> _Exercise_:
Tally the lines in the following entries that include the word "post"; state only the total.

> _Excerpted records_:

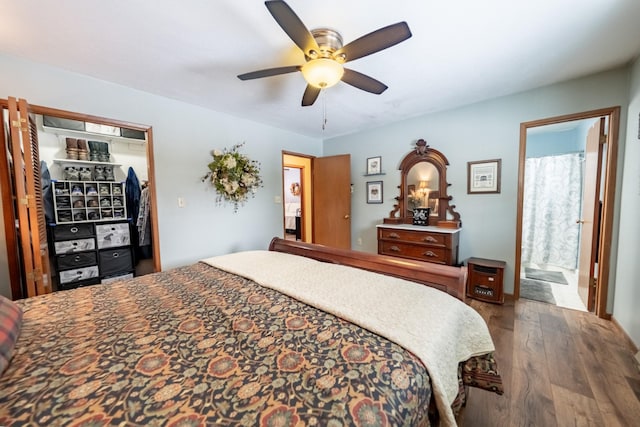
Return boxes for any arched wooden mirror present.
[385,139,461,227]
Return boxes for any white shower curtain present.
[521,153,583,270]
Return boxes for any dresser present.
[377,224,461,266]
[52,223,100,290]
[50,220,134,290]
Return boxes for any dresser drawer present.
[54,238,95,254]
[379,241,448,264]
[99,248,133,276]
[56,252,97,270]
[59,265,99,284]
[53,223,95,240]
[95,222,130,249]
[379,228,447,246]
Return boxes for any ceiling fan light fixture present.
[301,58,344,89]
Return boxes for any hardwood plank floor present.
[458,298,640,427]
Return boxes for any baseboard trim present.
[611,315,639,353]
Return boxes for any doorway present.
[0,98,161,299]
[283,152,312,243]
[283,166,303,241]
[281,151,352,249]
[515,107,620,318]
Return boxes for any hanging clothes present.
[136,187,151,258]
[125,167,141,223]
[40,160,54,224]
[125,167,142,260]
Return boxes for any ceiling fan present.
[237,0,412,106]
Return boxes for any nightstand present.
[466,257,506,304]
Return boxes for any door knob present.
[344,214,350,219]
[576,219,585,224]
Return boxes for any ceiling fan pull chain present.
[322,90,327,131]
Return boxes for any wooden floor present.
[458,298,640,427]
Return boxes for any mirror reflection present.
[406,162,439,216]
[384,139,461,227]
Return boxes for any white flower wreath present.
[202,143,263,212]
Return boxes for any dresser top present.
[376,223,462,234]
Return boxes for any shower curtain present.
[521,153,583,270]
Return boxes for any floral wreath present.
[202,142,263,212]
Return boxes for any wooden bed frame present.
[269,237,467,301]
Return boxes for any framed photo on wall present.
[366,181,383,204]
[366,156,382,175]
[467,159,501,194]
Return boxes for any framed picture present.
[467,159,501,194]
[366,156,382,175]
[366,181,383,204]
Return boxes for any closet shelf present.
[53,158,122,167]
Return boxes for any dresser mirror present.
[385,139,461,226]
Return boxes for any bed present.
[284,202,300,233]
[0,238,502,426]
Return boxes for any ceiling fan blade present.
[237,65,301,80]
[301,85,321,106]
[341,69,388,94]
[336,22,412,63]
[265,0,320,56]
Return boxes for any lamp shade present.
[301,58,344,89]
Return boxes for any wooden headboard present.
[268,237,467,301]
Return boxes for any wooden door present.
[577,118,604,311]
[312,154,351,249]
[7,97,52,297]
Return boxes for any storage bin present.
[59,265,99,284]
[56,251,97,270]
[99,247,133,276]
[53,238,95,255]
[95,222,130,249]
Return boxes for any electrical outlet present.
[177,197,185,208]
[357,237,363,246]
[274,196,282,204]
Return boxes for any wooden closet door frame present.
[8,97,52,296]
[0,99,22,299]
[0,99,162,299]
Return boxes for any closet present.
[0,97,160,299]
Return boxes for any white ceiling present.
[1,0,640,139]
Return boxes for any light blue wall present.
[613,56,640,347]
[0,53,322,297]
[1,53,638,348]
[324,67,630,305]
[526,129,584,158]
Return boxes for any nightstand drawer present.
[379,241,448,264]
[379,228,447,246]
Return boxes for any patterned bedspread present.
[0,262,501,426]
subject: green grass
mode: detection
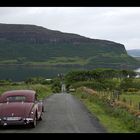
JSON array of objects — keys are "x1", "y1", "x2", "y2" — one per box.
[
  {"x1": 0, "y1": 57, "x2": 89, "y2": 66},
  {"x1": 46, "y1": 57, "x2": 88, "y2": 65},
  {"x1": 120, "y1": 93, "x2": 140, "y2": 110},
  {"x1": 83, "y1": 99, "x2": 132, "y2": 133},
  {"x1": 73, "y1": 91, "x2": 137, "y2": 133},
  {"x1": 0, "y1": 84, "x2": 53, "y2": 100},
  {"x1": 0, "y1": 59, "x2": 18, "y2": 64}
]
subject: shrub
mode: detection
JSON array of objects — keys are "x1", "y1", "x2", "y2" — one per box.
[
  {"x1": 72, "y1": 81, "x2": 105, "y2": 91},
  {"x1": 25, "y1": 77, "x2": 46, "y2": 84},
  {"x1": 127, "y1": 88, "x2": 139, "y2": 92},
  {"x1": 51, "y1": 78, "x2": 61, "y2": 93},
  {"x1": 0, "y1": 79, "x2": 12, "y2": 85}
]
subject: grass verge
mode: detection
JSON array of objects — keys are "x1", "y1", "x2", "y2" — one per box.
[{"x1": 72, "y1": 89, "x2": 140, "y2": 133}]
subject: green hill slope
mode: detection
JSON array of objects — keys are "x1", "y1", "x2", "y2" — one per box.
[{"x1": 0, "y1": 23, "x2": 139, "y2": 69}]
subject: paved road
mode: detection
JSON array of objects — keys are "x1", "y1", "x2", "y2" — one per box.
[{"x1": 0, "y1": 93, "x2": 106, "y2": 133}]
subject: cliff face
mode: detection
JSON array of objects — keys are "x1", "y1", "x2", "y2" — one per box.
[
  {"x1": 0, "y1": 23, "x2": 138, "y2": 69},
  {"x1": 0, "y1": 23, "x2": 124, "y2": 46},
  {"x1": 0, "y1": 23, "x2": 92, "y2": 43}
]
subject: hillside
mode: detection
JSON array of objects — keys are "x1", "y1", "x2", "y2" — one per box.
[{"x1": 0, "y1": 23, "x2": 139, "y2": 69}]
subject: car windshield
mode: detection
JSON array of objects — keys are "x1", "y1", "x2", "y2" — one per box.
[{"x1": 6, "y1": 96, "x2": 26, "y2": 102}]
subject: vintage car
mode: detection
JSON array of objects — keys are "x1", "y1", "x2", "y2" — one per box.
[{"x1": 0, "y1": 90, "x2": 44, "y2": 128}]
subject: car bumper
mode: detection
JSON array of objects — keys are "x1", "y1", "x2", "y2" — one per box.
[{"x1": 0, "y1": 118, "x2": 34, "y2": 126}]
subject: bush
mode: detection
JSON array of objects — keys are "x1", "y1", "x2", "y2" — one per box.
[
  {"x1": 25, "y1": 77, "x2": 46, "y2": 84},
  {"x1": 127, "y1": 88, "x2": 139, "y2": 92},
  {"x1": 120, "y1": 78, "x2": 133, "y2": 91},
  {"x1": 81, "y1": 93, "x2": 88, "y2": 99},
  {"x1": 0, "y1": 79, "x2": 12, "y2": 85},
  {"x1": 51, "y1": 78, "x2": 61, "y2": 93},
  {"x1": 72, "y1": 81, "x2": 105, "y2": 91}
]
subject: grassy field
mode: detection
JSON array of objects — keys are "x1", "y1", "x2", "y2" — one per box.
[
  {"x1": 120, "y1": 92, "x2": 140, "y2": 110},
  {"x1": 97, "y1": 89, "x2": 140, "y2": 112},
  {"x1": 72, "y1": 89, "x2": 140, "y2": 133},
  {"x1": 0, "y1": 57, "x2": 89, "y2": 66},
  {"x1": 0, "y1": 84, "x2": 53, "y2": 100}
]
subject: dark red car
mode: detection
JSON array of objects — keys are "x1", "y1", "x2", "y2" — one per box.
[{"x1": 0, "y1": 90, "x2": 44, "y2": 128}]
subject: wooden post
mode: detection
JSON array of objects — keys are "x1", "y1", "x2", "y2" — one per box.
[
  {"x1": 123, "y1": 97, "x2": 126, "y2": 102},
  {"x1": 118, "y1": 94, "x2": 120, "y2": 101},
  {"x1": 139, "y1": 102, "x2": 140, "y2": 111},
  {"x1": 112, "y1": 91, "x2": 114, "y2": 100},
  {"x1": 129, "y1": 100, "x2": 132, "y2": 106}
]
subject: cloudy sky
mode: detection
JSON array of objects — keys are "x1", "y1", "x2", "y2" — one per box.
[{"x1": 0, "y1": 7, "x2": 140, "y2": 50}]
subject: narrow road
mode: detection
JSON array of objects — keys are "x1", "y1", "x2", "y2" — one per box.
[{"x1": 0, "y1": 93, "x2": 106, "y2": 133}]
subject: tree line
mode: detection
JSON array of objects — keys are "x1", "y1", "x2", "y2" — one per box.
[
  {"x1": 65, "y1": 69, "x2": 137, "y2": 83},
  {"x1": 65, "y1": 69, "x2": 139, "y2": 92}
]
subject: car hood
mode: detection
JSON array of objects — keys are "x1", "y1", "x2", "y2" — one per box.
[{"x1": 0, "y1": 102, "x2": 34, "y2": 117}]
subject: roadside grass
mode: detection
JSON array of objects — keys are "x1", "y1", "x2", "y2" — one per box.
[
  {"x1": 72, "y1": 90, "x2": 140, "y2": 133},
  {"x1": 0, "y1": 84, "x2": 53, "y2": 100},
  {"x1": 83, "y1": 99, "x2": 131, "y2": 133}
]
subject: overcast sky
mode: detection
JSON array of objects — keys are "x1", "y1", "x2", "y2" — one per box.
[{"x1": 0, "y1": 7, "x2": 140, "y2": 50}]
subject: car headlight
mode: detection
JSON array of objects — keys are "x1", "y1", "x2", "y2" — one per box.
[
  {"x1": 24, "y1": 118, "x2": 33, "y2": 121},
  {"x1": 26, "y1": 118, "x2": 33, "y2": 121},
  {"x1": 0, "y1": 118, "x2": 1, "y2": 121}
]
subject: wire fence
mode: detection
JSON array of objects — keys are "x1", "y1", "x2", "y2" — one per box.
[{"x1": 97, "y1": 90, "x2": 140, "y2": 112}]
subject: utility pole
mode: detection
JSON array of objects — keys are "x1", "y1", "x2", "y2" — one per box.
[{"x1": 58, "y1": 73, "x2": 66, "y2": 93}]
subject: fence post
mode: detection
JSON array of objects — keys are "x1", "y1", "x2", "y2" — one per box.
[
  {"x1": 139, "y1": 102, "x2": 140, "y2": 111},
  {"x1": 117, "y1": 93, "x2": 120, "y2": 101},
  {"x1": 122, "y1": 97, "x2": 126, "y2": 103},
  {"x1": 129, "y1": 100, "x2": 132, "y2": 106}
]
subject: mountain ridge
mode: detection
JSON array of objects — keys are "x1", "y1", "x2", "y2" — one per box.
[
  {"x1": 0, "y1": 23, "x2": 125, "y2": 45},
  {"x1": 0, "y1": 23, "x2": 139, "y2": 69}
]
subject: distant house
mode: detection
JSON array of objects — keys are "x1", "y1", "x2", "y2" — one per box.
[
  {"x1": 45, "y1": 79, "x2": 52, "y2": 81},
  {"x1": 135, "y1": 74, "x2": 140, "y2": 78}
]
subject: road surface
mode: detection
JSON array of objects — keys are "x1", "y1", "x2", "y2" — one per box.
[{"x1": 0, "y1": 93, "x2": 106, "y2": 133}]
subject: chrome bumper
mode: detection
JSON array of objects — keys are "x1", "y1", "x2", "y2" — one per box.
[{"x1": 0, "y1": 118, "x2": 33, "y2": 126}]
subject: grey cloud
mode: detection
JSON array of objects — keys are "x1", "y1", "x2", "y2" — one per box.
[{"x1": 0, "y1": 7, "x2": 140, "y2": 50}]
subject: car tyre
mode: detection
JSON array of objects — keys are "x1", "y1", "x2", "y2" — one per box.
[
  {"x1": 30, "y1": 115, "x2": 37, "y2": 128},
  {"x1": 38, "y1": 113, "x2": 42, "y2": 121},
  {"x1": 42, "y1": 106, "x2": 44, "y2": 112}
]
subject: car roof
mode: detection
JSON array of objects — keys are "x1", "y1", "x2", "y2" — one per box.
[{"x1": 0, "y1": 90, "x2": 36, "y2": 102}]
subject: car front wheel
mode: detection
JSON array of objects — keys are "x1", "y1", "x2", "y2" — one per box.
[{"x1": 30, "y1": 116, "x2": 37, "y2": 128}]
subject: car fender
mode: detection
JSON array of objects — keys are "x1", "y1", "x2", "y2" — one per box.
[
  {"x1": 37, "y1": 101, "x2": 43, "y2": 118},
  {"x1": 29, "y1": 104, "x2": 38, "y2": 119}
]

> _Result of this task_:
2